Exercise instructions | Find where "Spot the yellow license" appears in the records below, then return that line and every later line exactly, stopping only at the last line.

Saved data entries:
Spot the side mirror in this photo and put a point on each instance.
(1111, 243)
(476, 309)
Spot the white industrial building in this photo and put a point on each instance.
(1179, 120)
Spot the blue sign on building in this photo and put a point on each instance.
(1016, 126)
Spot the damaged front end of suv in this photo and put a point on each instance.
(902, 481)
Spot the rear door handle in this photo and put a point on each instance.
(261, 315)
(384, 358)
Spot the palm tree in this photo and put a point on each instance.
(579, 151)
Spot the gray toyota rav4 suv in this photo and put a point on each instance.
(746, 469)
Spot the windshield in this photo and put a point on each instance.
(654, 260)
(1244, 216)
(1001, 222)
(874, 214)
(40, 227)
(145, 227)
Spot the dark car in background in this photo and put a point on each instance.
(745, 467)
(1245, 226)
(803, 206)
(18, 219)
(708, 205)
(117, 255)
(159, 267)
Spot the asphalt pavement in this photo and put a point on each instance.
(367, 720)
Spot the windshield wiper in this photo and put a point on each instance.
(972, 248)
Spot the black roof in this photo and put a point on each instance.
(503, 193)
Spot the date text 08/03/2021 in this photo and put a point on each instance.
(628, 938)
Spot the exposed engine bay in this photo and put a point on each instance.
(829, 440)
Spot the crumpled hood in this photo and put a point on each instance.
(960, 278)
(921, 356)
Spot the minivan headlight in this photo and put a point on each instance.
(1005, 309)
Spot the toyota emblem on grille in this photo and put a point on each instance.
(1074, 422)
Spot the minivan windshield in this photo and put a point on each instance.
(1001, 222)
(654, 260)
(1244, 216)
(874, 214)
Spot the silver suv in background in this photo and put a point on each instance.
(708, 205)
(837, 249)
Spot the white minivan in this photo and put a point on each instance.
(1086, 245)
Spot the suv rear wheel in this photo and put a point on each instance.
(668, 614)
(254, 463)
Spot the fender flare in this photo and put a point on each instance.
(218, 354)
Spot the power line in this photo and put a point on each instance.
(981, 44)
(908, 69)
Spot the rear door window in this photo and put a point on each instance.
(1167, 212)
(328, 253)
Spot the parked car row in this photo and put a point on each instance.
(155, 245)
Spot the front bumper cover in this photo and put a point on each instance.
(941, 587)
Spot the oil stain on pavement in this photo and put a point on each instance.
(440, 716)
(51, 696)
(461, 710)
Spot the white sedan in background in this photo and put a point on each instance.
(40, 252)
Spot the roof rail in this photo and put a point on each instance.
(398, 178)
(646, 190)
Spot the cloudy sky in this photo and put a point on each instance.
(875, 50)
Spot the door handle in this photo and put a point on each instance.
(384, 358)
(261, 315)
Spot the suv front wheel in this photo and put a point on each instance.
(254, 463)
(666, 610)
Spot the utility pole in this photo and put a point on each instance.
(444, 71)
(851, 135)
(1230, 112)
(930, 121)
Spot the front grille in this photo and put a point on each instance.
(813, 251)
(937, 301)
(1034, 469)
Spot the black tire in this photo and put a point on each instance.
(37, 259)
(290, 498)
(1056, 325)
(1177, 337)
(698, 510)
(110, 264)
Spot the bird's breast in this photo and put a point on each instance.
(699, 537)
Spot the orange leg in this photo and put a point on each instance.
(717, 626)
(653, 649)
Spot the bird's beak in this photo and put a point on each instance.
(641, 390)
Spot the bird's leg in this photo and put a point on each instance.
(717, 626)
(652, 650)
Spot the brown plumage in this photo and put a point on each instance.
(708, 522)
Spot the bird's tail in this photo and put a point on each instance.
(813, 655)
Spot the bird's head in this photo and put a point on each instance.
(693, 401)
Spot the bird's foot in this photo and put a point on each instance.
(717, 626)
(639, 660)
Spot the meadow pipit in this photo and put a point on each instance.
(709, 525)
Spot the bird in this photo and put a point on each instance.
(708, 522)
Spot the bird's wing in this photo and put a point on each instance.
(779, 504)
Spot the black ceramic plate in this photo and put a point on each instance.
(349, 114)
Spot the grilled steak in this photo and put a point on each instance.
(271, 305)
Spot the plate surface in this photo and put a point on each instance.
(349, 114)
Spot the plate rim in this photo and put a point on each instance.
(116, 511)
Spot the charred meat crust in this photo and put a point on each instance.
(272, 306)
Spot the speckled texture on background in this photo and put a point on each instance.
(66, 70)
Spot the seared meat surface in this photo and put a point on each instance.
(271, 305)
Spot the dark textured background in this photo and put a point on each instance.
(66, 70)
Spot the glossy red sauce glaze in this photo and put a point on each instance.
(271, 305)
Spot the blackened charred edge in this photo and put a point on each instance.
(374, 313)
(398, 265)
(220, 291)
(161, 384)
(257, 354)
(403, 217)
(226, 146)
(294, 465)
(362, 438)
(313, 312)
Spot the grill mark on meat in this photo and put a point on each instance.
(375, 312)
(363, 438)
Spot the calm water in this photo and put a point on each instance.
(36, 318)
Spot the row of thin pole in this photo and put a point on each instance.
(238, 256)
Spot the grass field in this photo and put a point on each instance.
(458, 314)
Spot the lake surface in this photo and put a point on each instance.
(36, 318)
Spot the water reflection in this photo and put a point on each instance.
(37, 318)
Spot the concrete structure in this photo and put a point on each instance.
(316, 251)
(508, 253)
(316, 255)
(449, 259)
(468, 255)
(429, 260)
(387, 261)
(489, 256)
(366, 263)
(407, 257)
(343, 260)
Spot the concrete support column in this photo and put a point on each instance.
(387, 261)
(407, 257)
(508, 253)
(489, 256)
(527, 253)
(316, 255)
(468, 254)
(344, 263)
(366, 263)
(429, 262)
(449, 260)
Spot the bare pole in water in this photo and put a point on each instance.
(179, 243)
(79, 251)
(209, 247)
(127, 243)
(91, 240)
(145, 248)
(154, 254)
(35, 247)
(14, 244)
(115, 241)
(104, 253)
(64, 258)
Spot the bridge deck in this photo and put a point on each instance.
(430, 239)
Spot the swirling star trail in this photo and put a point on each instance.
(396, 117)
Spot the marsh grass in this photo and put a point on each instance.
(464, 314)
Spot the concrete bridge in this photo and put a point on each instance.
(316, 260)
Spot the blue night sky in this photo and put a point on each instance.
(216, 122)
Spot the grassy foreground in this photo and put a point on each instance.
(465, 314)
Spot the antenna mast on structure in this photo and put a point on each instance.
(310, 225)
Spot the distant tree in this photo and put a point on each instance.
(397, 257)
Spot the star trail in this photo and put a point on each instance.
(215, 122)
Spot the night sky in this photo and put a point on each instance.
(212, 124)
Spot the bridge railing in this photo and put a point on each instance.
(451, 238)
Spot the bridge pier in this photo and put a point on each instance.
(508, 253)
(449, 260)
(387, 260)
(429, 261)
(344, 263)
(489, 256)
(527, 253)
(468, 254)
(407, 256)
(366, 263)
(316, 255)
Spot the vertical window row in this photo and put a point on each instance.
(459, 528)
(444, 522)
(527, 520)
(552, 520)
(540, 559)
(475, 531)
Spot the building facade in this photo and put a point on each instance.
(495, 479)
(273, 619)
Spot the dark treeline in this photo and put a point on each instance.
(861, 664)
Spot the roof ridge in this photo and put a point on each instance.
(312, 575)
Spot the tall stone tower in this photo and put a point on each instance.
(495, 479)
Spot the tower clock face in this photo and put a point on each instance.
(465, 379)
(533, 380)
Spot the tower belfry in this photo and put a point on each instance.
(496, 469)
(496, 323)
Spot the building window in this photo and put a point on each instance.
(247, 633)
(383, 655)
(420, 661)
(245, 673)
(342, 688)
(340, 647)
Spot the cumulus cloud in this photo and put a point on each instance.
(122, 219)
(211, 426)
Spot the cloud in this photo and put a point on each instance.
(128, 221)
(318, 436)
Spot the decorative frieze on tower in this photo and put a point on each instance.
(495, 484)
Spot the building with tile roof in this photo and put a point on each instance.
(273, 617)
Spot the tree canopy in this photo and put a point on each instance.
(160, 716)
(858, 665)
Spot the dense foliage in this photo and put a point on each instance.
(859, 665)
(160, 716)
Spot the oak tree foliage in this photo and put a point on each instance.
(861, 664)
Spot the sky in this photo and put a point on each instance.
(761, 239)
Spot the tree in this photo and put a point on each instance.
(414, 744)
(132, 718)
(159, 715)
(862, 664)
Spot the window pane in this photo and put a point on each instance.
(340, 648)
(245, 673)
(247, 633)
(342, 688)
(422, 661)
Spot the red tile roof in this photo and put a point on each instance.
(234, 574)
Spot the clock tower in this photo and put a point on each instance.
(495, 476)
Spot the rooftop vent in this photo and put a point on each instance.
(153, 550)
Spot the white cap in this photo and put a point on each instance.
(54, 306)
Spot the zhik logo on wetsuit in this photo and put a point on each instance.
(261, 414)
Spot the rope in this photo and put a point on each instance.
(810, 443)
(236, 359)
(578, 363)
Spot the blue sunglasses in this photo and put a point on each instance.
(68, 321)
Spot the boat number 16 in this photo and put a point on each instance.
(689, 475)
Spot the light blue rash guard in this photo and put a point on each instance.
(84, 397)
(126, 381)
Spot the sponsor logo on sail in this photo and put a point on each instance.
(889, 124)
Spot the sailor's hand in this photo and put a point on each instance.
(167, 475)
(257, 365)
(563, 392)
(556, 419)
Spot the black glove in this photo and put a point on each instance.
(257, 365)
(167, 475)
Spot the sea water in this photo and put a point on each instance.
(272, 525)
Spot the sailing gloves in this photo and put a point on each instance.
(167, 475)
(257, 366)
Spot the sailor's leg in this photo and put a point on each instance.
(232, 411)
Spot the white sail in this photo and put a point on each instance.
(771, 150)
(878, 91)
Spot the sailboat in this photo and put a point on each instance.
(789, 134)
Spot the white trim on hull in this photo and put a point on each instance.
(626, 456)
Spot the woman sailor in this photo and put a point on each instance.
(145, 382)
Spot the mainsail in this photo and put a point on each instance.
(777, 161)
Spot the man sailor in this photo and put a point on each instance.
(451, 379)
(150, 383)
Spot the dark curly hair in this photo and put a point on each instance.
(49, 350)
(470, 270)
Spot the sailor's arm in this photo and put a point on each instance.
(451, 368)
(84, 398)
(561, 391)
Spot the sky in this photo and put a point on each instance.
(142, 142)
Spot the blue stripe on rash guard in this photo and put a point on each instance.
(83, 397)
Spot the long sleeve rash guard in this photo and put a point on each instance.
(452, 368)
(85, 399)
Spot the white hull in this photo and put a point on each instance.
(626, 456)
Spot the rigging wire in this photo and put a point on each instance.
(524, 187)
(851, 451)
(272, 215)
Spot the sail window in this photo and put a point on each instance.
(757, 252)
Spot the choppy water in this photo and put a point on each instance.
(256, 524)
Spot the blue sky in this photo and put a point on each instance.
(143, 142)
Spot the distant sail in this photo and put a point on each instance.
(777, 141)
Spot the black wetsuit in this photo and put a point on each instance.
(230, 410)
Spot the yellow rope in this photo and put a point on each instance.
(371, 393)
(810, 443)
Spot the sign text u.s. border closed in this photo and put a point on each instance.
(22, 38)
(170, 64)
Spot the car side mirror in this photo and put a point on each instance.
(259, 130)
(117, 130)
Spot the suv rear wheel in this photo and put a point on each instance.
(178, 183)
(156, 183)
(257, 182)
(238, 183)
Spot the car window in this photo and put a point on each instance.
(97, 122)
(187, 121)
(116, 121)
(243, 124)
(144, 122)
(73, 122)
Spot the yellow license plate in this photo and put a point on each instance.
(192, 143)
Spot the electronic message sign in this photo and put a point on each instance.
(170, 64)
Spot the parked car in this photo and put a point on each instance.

Worked solution |
Spot the yellow license plate in this photo and put a point on each instance.
(192, 143)
Spot the electronic message sign in this photo and put a point on each instance.
(170, 64)
Spot the parked car in this photo and put a point on each instance.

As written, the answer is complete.